• _Tarefa A_: No relato de viagem pelo Irã, qual é a maior cidade iraniana perto da fronteira com o Iraque?

• _Página_:
+ + + +

Seguimos pedalando entre plantações de trigo e tomate e após três dias chegamos em Kermanshah, a maior cidade iraniana perto da fronteira com o Iraque. Esta foi uma das cidades mais destruídas durante a guerra e hoje existe um enorme quartel em constante estado de alerta. Por todos os lados existem barricadas e carros do exército.

Logo quando chegamos uma camionete nos parou e um senhor saiu falando em persa. Parecia mais um querendo nos ajudar ou perguntando de que país éramos. Sem entender nada falamos –Brasil and Germany! O homem seguiu falando. Perguntamos então por um hotel. Ele indicou uma rua e depois nos mostrou um maço de dinheiro e apontou para o meu bolso. A princípio pensei que queria nos cobrar pela informação. Então o sujeito voltou para o carro, pegou uma faca e saiu com uma cara de louco. Nunca pedalamos tanto! O malandro voltou para o carro e começou a nos seguir pela cidade. Pareceu filme policial. Ele de carro e agente de bicicleta. Entramos na contramão de uma avenida e acabamos conseguindo nos esconder. Fomos dar queixa na polícia mas ao invés de tentarem achar o bandido os policiais ficaram de papo furado perguntando sobre nossa viagem.

Fronteira com o Iraque, quartel do exército, bandidagem e polícia incompetente. A pergunta era óbvia – O quê que nós estamos fazendo aqui? Ao invés de irmos para um hotel fomos direto para a estação e pegamos o primeiro ônibus para sair da região.

Fomos para o norte. No caminho tomamos um banho improvisado num banheiro de restaurante e chegamos às 4 da madrugada na cidade de Zanjam.Os hotéis estavam fechados mas por sorte um simpático iraniano apareceu e nos ofereceu sua casa para dormirmos.

Criançada em Zanjan

Passamos um dia com a simpática família que nos ajudou a descontrair e decidir a próxima rota. Decidimos atravessar o lindo vale do rio Gezel Uzam, subir as montanhas Talesh e descer para o mar Cáspio. Para evitar mais urucubaca fizeram uma cerimônia onde passamos debaixo do alcorão e fomos abençoados com água e pétalas na despedida.

Vale do rio Gezel Uzan

Geralmente eu pedalo na frente da Alexandra e de tempo em tempo faço paradas para nos encontrarmos. Foi a forma que encontramos para ajustar nossa diferença de velocidades. No primeiro dia de pedalada eu estava alguns quilômetros à frente e um carro da polícia me parou. Três policiais verificaram que meu passaporte estava correto. Ao invés de me liberarem me obrigaram a ficar parado até a Alexandra chegar. Um comportamento estranho que, como bom mineiro, me deixou desconfiado. Alexandra chegou, verificaram que seu passaporte também estava correto mas não nos deixaram seguir sozinhos. Falaram que tínhamos de ir para o posto policial de Abbar, a 70 quilômetros dali, e durante todo o resto do dia nos acompanharam de carro. Uma situação nada agradável pois já havíamos escutado várias histórias de pessoas que simplesmente desaparecem no Irã. A cada quilômetro a mente ficava mais criativa e pessimista sobre o que poderia acontecer no tal posto policial.

+ + + +

• _Registros de dados_:
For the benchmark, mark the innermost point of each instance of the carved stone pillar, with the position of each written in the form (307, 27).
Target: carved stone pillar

+ + + +

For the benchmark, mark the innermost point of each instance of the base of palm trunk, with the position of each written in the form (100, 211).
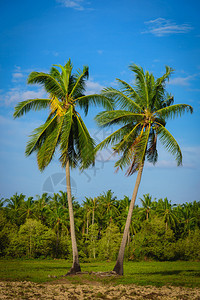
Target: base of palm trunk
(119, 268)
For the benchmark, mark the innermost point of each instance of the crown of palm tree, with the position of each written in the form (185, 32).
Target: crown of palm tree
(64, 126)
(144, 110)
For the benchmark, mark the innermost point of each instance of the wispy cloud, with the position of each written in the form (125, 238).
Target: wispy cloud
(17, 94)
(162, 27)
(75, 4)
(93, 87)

+ + + +

• _Tarefa B_: Escreva como lista JSON de strings, uma por linha e sem linhas em branco, as linhas da listagem entre a que contém "form (307, 27)." e a que contém "Target: carved stone pillar", inclusive.

• _Resultado final A_: Kermanshah.

• _Resultado final B_:
[
  "For the benchmark, mark the innermost point of each instance of the carved stone pillar, with the position of each written in the form (307, 27).",
  "Target: carved stone pillar"
]